- **Short exercise**
Reproduce the passage on the export tax exclusion and new accounting standards word for word, in full.

- **Extract to read**
▶
In November 2000, the United States Government repealed the tax provisions
associated with Foreign Sales Corporations ("FSC") and enacted, in their place,
the ETI, certain provisions of which differed from those governed by the FSC
regulations. The ETI provides for the exclusion from United States income tax of
certain extraterritorial income earned from the sale of qualified United States
origin goods. Qualified United States origin goods are generally defined as
those wherein not more than 50% of the fair market value (including intangible
values) is attributable to foreign content or value added outside the United
States. It is unknown if this benefit will continue to be available to the
Company in the future because the World Trade Organization ("WTO") ruled in
January 2002 in favor of a complaint by the European Union, and joined by
Canada, Japan and India, that the ETI exclusion constitutes a prohibited export
subsidy under WTO regulations. The United States Government is currently
reviewing its options in response to this ruling.
New Accounting Standards
- ------------------------
In September 2001, the Financial Accounting Standards Board ("FASB") issued
Statement of Financial Accounting Standards ("SFAS") No. 143, "Accounting for
Asset Retirement Obligations," which addresses the accounting and financial
reporting for legal obligations associated with the retirement of tangible
long-lived assets and the associated asset retirement costs. The Company adopted
the provisions of SFAS No. 143, effective February 1, 2003, and its impact was
not significant on the Company's financial position, earnings or cash flows.
◀
- **Collected material**
▶
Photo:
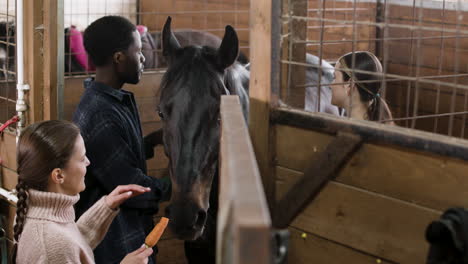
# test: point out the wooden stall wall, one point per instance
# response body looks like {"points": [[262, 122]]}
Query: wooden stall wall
◀
- **Solution to the problem**
In November 2000, the United States Government repealed the tax provisions
associated with Foreign Sales Corporations ("FSC") and enacted, in their place,
the ETI, certain provisions of which differed from those governed by the FSC
regulations. The ETI provides for the exclusion from United States income tax of
certain extraterritorial income earned from the sale of qualified United States
origin goods. Qualified United States origin goods are generally defined as
those wherein not more than 50% of the fair market value (including intangible
values) is attributable to foreign content or value added outside the United
States. It is unknown if this benefit will continue to be available to the
Company in the future because the World Trade Organization ("WTO") ruled in
January 2002 in favor of a complaint by the European Union, and joined by
Canada, Japan and India, that the ETI exclusion constitutes a prohibited export
subsidy under WTO regulations. The United States Government is currently
reviewing its options in response to this ruling.
New Accounting Standards
- ------------------------
In September 2001, the Financial Accounting Standards Board ("FASB") issued
Statement of Financial Accounting Standards ("SFAS") No. 143, "Accounting for
Asset Retirement Obligations," which addresses the accounting and financial
reporting for legal obligations associated with the retirement of tangible
long-lived assets and the associated asset retirement costs. The Company adopted
the provisions of SFAS No. 143, effective February 1, 2003, and its impact was
not significant on the Company's financial position, earnings or cash flows.